======== Dane wejściowe
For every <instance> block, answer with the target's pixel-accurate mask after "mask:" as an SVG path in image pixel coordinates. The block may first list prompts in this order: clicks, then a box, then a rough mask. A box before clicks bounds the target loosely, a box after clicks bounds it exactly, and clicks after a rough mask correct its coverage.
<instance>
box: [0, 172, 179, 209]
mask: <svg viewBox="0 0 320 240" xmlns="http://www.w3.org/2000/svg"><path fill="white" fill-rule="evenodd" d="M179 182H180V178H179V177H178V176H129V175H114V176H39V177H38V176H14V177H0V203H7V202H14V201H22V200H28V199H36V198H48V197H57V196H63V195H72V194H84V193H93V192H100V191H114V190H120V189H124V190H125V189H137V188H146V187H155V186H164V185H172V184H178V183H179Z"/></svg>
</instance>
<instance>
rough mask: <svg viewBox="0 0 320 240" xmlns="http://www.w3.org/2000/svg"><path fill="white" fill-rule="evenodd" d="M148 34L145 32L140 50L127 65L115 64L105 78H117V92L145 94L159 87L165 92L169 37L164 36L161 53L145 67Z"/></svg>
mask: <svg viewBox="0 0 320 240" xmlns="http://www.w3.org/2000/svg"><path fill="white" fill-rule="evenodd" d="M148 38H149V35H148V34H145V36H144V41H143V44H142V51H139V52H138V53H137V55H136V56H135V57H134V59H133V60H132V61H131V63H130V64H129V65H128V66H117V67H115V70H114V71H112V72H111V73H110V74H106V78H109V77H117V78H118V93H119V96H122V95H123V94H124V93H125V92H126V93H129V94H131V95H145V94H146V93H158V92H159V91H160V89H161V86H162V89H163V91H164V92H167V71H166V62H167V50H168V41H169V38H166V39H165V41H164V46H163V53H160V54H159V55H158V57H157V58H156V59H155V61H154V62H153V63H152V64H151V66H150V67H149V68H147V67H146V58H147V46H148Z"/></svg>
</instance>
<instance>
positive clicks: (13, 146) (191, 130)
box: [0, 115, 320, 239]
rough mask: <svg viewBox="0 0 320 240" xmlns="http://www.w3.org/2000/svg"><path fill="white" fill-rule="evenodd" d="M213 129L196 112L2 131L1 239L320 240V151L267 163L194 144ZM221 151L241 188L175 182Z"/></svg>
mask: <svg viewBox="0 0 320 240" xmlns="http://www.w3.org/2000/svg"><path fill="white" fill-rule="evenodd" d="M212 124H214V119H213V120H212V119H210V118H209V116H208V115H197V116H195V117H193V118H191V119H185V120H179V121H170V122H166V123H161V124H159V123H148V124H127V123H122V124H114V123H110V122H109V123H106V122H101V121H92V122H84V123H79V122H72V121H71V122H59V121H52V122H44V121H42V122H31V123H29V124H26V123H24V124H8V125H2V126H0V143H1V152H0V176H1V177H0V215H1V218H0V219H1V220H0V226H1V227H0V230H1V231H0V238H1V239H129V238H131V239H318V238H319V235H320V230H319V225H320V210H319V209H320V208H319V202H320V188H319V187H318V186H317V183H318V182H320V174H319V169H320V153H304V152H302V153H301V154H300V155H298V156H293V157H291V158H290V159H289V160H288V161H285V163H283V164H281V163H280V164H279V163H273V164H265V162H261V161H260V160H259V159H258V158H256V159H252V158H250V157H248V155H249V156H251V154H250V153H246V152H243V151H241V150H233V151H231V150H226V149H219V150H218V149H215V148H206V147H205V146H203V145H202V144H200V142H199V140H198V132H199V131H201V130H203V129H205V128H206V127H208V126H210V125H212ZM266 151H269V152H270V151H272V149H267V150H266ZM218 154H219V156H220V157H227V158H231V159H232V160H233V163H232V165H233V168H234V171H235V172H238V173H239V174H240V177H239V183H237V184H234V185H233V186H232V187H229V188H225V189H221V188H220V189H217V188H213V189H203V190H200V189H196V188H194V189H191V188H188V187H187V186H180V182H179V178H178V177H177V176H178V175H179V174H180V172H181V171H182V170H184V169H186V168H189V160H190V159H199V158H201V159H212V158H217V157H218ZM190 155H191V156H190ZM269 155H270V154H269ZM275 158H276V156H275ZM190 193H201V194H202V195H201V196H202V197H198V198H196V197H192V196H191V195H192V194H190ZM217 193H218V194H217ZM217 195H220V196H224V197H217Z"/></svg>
================
Zadanie do rozwiązania: Zmień nazwę „rough mask” na „coarse mask” we wszystkich pozycjach powyżej i przepisz je ponownie, nie zmieniając niczego poza tym.

Miejsce na odpowiedź:
For every <instance> block, answer with the target's pixel-accurate mask after "mask:" as an SVG path in image pixel coordinates. The block may first list prompts in this order: clicks, then a box, then a coarse mask. A box before clicks bounds the target loosely, a box after clicks bounds it exactly, and clicks after a coarse mask correct its coverage.
<instance>
box: [0, 172, 179, 209]
mask: <svg viewBox="0 0 320 240" xmlns="http://www.w3.org/2000/svg"><path fill="white" fill-rule="evenodd" d="M179 182H180V178H179V177H178V176H129V175H114V176H39V177H38V176H14V177H0V203H7V202H14V201H22V200H28V199H36V198H48V197H57V196H63V195H72V194H84V193H93V192H100V191H114V190H120V189H124V190H125V189H137V188H146V187H155V186H164V185H172V184H178V183H179Z"/></svg>
</instance>
<instance>
coarse mask: <svg viewBox="0 0 320 240" xmlns="http://www.w3.org/2000/svg"><path fill="white" fill-rule="evenodd" d="M148 34L145 32L140 50L127 65L115 64L105 78H117V92L145 94L159 87L165 92L169 37L164 36L161 53L145 67Z"/></svg>
mask: <svg viewBox="0 0 320 240" xmlns="http://www.w3.org/2000/svg"><path fill="white" fill-rule="evenodd" d="M148 38H149V35H148V34H145V36H144V41H143V44H142V51H139V52H138V53H137V55H136V56H135V57H134V59H133V60H132V61H131V63H130V64H129V65H128V66H117V67H115V70H114V71H112V72H111V73H110V74H106V78H109V77H117V78H118V93H119V96H122V95H123V94H124V93H125V92H126V93H129V94H131V95H145V94H146V93H158V92H159V91H160V89H161V86H162V89H163V91H164V92H167V71H166V62H167V50H168V41H169V38H166V39H165V41H164V46H163V53H160V54H159V55H158V57H157V58H156V59H155V61H154V62H153V63H152V64H151V66H150V67H149V68H147V67H146V58H147V46H148Z"/></svg>
</instance>
<instance>
positive clicks: (13, 146) (191, 130)
box: [0, 115, 320, 239]
coarse mask: <svg viewBox="0 0 320 240" xmlns="http://www.w3.org/2000/svg"><path fill="white" fill-rule="evenodd" d="M213 129L196 112L2 131L1 239L320 240V151L267 163L194 144ZM221 151L241 188L175 182Z"/></svg>
mask: <svg viewBox="0 0 320 240" xmlns="http://www.w3.org/2000/svg"><path fill="white" fill-rule="evenodd" d="M212 124H214V119H213V120H212V119H210V118H209V116H208V115H197V116H195V117H193V118H191V119H185V120H179V121H170V122H166V123H161V124H159V123H148V124H127V123H122V124H114V123H110V122H109V123H106V122H101V121H92V122H84V123H79V122H72V121H71V122H59V121H52V122H44V121H42V122H31V123H29V124H26V123H24V124H8V125H2V126H0V143H1V152H0V176H1V177H0V215H1V218H0V219H1V220H0V226H1V227H0V230H1V231H0V238H1V239H129V238H131V239H318V238H319V235H320V230H319V225H320V210H319V209H320V208H319V202H320V188H319V187H318V186H317V183H318V182H320V174H319V169H320V153H304V152H302V153H301V154H300V155H298V156H293V157H291V158H290V159H289V160H288V161H285V163H283V164H281V163H280V164H279V163H273V164H265V162H261V161H260V160H259V159H258V158H256V159H252V158H250V157H248V155H249V156H251V154H250V153H246V152H243V151H241V150H233V151H231V150H226V149H219V150H218V149H215V148H206V147H205V146H203V145H202V144H200V142H199V140H198V132H199V131H201V130H203V129H205V128H206V127H208V126H210V125H212ZM266 151H269V152H270V151H272V149H267V150H266ZM218 154H219V156H220V157H227V158H231V159H232V160H233V163H232V165H233V168H234V171H235V172H238V173H239V174H240V177H239V183H237V184H234V185H233V186H232V187H229V188H225V189H221V188H220V189H217V188H213V189H203V190H200V189H196V188H194V189H191V188H188V187H187V186H180V182H179V178H178V177H177V176H178V175H179V174H180V172H181V171H182V170H184V169H186V168H189V160H190V159H199V158H201V159H212V158H217V157H218ZM190 155H191V156H190ZM269 155H270V154H269ZM275 158H276V156H275ZM190 193H201V194H202V195H201V196H202V197H198V198H196V197H192V196H191V195H192V194H190ZM217 193H218V194H217ZM217 195H220V196H224V197H217Z"/></svg>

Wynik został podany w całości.